**Work required**
Output every line of the rows below as a numbered list, omitting blank lines and excluding the pictures.

**Data supplied**
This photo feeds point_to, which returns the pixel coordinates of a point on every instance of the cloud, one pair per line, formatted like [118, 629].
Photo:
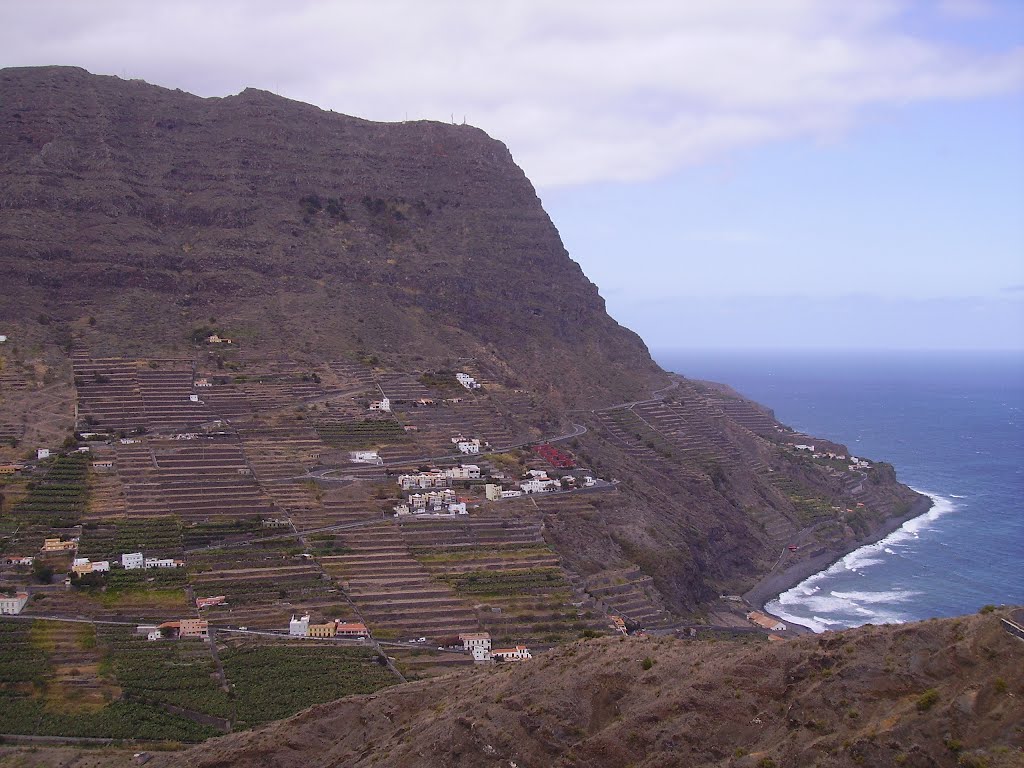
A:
[580, 90]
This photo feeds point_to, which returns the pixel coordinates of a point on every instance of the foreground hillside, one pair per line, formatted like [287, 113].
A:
[933, 693]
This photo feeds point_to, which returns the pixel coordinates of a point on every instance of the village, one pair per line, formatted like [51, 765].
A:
[240, 505]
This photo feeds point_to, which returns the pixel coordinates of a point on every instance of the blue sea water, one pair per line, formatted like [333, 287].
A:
[952, 424]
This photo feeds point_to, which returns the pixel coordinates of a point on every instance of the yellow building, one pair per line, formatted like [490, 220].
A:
[323, 630]
[55, 545]
[195, 628]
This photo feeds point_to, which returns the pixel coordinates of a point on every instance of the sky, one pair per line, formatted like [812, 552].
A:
[747, 174]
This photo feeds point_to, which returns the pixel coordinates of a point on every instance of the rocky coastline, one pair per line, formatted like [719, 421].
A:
[779, 580]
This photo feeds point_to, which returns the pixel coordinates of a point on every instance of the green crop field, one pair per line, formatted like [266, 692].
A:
[273, 681]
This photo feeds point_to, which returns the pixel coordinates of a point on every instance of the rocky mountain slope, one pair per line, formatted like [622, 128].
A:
[934, 693]
[139, 213]
[135, 219]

**Answer to this task**
1. This photo feeds point_to, which returns the pixel coordinates of a point on every instance of the cloud, one pair per line, formatted like [118, 629].
2. Photo:
3. A:
4. [580, 90]
5. This photo feeds point_to, which returns the pixel coordinates of a point on every instance of the foreground hillside, one pair per line, formatted like [287, 113].
6. A:
7. [933, 693]
8. This photo feeds point_to, which returns the pixel coordinates of a point on every instance of the village, one pair per line, formatted like [51, 765].
9. A:
10. [240, 505]
11. This photo feeds point_to, which returns the pixel coordinates of a point on every instance of the blue sea water, one pair per line, formatted like [333, 287].
12. A:
13. [952, 424]
14. This photo feeds point_to, which returns the pixel coordinates of a point on every instance of the yellow building, one pair per line, formatted like [490, 220].
15. A:
16. [323, 630]
17. [55, 545]
18. [195, 628]
19. This photo feeds point_to, which returns the pixel coordinates of a point on every instance of the sky, one pair per line, formatted like [812, 552].
20. A:
21. [747, 174]
22. This photo feeds point_to, which returns the pixel coordinates of a point on every instance of the rocky coastline, one pair per line, formatted like [719, 421].
23. A:
24. [779, 580]
25. This photo feeds point_to, which returns the pixel coordinates of a point on every instance of the green crop field, one pair per line, formatted like [266, 692].
26. A:
27. [273, 681]
28. This photo feeds point_to, which returns the pixel coordinates of a point on every instance of the rocky mountain slope, one pair per line, formatted like [622, 128].
29. A:
30. [934, 693]
31. [139, 213]
32. [135, 219]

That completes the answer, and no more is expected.